#### Data for processing

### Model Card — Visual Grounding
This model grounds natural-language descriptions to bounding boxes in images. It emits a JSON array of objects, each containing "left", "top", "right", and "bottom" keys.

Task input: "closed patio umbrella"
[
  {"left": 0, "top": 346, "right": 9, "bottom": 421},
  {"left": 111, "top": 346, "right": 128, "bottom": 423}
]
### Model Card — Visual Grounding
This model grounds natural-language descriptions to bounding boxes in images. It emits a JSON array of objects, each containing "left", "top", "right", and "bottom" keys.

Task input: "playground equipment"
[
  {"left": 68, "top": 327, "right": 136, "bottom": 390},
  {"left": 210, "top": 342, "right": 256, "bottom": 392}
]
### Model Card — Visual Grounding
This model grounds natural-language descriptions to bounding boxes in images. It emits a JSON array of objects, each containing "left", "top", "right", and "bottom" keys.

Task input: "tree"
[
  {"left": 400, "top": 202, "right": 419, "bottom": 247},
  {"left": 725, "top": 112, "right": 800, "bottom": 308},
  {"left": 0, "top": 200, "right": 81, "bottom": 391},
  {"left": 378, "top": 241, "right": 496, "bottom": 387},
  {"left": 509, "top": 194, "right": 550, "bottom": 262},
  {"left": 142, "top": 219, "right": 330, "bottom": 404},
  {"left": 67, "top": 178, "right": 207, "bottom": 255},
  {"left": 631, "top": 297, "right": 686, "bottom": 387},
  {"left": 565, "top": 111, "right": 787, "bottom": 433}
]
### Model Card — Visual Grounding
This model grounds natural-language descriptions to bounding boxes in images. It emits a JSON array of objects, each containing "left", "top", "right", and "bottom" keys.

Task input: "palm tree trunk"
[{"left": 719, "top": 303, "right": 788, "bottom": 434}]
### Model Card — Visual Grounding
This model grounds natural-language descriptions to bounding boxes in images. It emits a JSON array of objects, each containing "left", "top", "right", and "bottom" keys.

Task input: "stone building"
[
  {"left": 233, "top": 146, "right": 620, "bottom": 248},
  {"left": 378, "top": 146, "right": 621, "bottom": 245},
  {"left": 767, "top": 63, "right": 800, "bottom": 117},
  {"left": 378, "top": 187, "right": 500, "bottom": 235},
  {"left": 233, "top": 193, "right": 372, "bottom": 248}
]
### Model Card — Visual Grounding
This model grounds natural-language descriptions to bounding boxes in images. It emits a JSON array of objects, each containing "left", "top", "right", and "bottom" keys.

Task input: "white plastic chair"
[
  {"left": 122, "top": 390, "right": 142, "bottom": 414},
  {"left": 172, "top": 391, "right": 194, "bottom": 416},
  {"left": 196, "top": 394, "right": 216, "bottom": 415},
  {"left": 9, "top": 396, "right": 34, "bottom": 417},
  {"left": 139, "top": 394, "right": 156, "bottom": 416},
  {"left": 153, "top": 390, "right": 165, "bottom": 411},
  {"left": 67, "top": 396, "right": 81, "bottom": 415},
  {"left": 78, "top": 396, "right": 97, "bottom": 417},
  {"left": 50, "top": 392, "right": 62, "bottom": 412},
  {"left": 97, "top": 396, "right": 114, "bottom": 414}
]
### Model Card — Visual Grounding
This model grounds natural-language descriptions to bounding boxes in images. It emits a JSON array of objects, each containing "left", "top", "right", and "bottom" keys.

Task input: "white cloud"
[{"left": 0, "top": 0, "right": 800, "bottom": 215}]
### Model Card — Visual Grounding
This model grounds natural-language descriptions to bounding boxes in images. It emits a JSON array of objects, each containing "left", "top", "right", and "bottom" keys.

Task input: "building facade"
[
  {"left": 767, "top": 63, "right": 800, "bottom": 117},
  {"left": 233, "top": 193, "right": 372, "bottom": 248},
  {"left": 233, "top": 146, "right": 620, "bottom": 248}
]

########

Please count the lines in the records above that contain the word "building". Reply with the number alone.

2